**Assigned task**
Look through the entries below for the string "bark", and copy each line where it is found.

====== Extracted entries

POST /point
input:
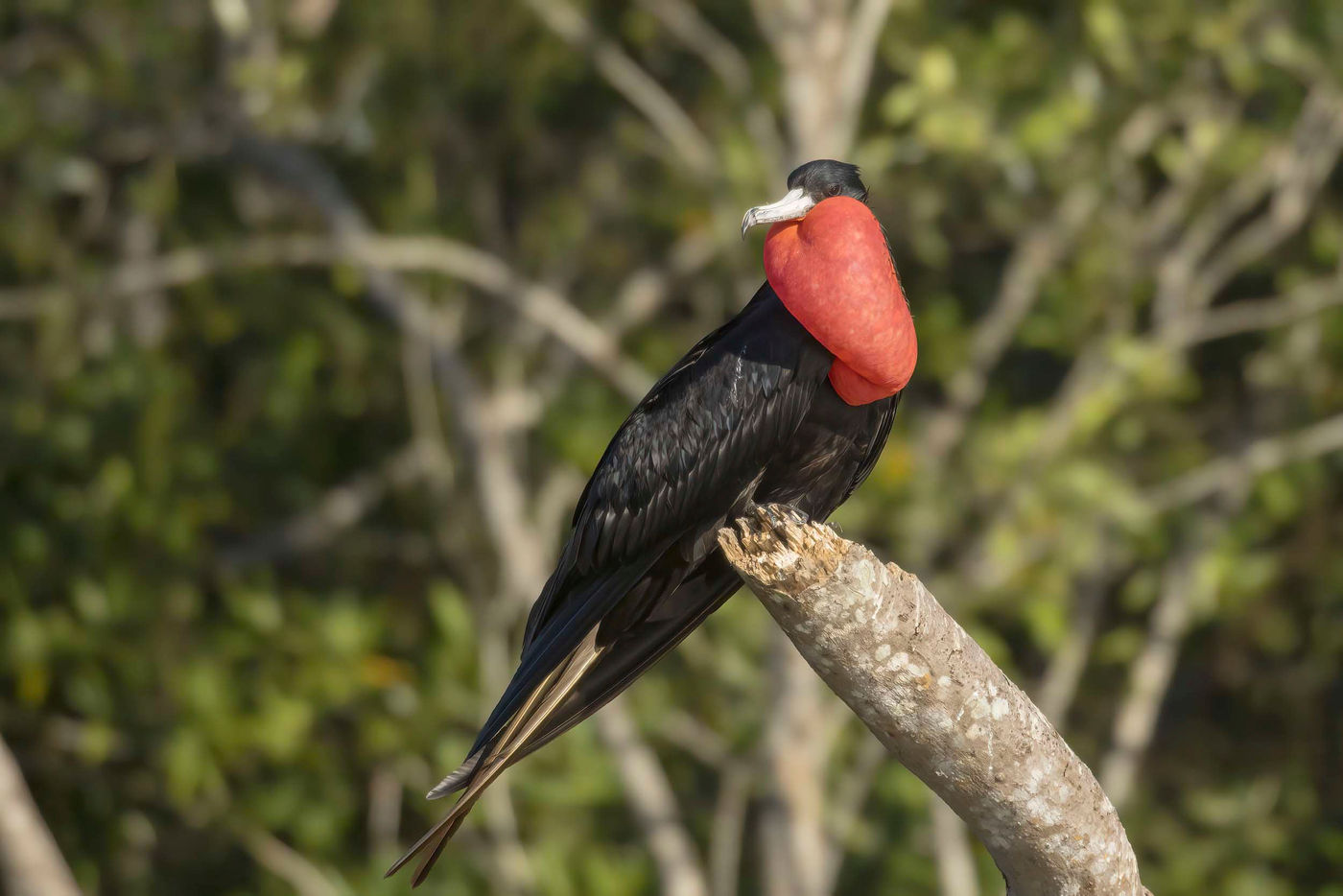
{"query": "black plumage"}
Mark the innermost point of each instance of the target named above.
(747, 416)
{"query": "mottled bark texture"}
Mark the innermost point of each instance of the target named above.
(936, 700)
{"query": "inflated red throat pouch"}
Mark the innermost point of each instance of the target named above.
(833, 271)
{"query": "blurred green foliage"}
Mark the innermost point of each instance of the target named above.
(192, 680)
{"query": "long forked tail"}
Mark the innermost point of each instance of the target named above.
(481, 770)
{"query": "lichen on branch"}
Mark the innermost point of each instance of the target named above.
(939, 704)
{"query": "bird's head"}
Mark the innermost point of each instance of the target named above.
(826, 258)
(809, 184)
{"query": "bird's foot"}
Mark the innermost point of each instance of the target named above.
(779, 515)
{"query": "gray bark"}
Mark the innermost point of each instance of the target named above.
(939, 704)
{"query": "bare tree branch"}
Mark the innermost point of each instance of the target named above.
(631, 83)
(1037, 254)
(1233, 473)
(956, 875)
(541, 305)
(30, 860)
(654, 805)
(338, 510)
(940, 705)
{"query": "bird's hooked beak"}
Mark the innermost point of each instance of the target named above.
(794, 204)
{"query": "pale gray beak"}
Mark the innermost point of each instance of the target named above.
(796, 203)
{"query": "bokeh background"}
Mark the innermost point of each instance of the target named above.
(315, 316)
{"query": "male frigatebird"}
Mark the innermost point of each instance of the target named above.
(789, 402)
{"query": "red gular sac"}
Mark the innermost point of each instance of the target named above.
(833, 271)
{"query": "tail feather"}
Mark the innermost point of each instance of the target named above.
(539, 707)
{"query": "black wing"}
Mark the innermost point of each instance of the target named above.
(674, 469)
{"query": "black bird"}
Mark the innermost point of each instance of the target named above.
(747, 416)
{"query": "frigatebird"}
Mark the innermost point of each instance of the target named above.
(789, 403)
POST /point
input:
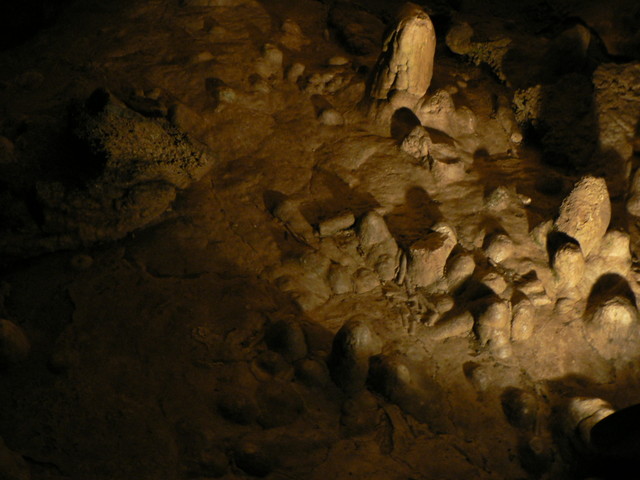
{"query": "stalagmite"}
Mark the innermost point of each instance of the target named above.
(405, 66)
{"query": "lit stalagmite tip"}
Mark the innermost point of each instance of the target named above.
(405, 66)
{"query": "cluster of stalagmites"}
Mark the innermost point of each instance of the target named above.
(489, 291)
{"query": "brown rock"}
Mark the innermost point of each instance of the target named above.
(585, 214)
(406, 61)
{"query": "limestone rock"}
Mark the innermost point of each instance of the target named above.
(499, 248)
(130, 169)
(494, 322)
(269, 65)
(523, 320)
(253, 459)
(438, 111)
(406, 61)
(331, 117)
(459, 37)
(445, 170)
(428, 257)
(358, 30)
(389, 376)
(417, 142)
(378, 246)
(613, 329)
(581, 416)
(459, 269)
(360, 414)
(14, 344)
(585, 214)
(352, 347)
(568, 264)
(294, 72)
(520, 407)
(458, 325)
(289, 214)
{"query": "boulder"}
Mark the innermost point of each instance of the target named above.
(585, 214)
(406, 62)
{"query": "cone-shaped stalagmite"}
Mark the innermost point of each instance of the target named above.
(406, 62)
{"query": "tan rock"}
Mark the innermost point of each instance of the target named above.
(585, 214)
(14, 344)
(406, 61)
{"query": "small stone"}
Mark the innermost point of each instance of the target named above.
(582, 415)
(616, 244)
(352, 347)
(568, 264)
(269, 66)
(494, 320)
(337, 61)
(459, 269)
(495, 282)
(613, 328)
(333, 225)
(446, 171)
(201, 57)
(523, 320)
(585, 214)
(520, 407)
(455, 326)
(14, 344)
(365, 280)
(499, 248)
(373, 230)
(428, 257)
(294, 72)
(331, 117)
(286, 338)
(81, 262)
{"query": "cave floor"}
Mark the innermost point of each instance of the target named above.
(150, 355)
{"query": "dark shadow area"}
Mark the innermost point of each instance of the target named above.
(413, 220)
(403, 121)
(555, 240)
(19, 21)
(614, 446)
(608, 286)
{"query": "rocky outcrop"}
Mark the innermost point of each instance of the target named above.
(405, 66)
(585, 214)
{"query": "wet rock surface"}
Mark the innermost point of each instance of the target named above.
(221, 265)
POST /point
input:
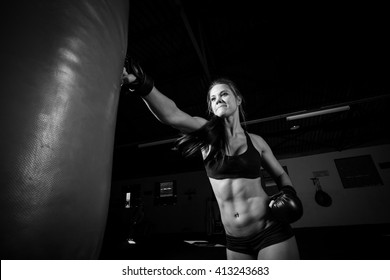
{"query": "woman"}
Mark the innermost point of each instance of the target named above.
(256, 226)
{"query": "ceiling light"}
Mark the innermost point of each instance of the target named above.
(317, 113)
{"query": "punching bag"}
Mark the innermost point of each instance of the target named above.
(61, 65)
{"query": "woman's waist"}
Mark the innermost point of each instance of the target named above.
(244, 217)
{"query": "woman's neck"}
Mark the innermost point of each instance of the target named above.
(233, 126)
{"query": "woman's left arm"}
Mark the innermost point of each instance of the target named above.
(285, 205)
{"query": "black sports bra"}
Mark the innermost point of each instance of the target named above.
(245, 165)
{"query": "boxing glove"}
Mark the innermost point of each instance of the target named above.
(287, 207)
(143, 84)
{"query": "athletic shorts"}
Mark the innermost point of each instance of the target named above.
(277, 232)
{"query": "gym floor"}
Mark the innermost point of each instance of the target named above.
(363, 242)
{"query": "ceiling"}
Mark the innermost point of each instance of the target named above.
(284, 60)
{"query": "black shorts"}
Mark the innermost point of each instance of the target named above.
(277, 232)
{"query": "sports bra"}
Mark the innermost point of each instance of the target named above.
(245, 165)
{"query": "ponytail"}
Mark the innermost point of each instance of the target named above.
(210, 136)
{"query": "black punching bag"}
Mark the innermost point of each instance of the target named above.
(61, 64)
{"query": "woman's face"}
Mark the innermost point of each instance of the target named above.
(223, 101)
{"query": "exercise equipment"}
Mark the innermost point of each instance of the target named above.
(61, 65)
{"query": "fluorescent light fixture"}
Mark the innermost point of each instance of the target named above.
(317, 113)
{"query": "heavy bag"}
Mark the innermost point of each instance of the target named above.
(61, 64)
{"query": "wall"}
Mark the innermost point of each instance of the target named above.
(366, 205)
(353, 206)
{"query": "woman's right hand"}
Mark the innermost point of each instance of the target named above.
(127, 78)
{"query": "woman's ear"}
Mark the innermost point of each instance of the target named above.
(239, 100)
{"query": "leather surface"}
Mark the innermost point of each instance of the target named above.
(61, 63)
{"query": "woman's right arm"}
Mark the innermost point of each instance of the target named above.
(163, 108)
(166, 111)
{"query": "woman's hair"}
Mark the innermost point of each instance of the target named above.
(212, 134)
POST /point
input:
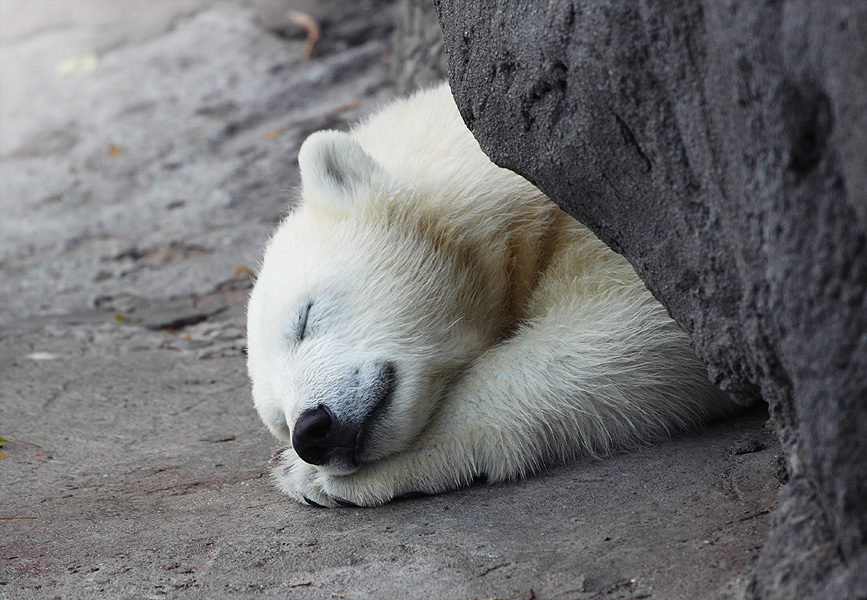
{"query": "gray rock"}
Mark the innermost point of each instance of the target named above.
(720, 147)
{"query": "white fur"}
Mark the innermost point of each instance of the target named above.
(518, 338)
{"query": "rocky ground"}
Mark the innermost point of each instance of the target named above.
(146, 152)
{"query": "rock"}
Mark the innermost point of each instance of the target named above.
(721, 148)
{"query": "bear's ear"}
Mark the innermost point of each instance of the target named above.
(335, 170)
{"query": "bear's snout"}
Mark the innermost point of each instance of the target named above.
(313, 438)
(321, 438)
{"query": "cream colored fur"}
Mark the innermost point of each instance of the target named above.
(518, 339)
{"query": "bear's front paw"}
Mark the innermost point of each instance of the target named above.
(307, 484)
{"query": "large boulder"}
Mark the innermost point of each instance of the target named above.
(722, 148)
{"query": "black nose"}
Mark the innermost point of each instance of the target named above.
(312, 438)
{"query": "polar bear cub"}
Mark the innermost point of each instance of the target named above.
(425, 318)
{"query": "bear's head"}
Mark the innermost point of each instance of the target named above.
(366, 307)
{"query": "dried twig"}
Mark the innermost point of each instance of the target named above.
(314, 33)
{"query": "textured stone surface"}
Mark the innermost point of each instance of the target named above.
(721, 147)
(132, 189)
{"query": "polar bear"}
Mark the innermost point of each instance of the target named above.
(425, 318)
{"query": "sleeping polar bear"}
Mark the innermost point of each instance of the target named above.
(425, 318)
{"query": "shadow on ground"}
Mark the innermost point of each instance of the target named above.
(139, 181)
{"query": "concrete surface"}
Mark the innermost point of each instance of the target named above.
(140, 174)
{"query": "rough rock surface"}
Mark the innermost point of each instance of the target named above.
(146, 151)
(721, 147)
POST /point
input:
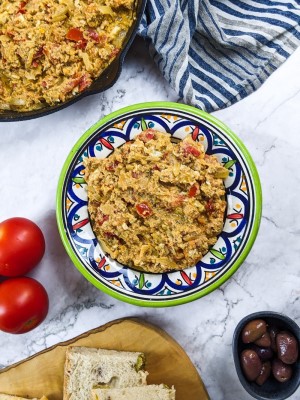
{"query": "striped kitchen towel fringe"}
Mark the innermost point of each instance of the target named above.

============

**Solution**
{"query": "mottled bark texture"}
{"query": "gray bark"}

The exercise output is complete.